## The request
Edit the data from the line containing "Each instance receives a single keypoint. Tag the red car" through the last line, replacing "lifeguard tower" with "watchtower" and leaving everything else unchanged. Give back only those lines.

─── Data rows ───

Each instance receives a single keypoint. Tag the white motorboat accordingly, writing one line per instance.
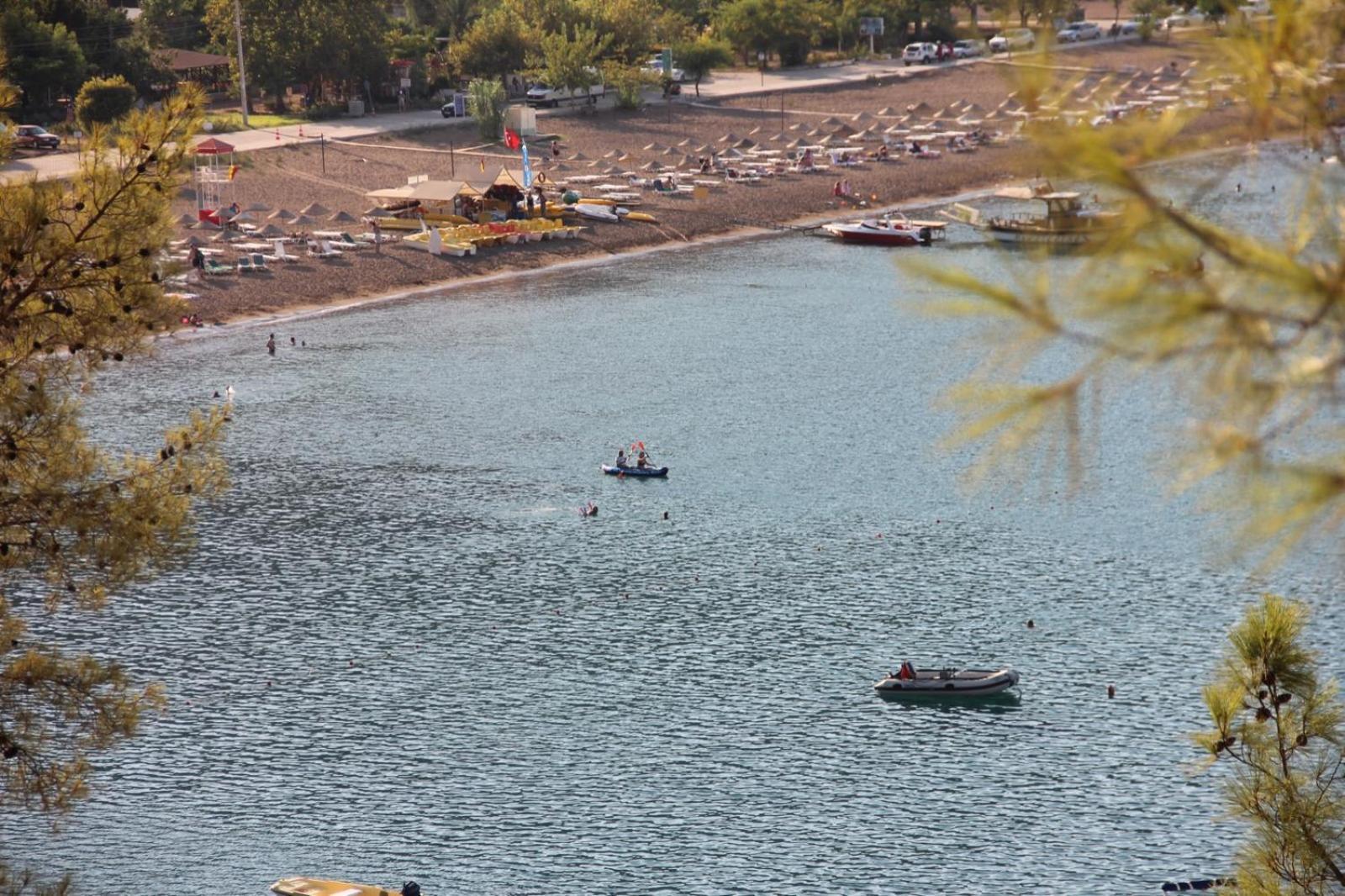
(947, 683)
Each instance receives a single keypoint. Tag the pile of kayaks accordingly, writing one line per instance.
(467, 239)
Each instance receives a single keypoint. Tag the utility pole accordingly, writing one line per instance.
(242, 76)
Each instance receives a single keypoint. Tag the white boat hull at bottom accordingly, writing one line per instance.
(948, 683)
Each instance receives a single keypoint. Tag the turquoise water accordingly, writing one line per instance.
(400, 653)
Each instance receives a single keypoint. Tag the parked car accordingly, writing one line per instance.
(540, 94)
(1184, 19)
(35, 138)
(656, 65)
(921, 53)
(1013, 40)
(1079, 31)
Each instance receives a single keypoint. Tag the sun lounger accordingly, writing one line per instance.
(322, 249)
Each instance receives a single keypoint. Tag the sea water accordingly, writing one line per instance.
(398, 651)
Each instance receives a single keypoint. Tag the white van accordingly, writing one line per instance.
(540, 94)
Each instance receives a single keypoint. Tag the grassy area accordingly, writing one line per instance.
(226, 121)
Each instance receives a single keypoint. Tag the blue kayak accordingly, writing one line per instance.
(650, 472)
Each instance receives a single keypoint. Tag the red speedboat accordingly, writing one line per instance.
(892, 230)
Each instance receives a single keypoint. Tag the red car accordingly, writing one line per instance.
(35, 138)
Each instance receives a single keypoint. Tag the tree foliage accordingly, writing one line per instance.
(569, 61)
(486, 103)
(1253, 336)
(699, 57)
(81, 288)
(494, 46)
(1244, 329)
(306, 40)
(104, 100)
(44, 60)
(1284, 730)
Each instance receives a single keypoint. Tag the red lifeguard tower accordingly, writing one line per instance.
(213, 174)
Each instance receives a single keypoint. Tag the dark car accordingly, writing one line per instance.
(35, 138)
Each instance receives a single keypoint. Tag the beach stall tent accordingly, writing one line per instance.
(499, 190)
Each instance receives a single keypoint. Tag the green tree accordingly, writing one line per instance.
(494, 46)
(51, 62)
(80, 288)
(629, 24)
(699, 57)
(569, 61)
(629, 84)
(104, 100)
(1281, 728)
(486, 103)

───

## Response to this task
Each instance receives a single keypoint. Tag the red car accordingly, writing one line per instance.
(35, 138)
Each instance receives a single keypoint. Tag the tree foliage accordingly, writing one line per instance.
(569, 61)
(486, 103)
(1253, 336)
(699, 57)
(81, 288)
(494, 46)
(1244, 329)
(306, 40)
(104, 100)
(44, 60)
(1284, 730)
Each instance receives a single keypoint. Tag the red watchtower accordingly, writing one line per instance.
(213, 174)
Each instance receives a single keypoint. Tag the dark car accordingly, writing one line per instance.
(35, 138)
Each instance receives a single keypoint. Tag the beach stall tent accordingly, writing one line per instance.
(499, 190)
Each instance receives a single keypoint. Tag the green tree accordingly, writing one line per instance.
(494, 46)
(51, 62)
(80, 288)
(629, 24)
(699, 57)
(569, 61)
(629, 84)
(104, 100)
(1281, 728)
(486, 103)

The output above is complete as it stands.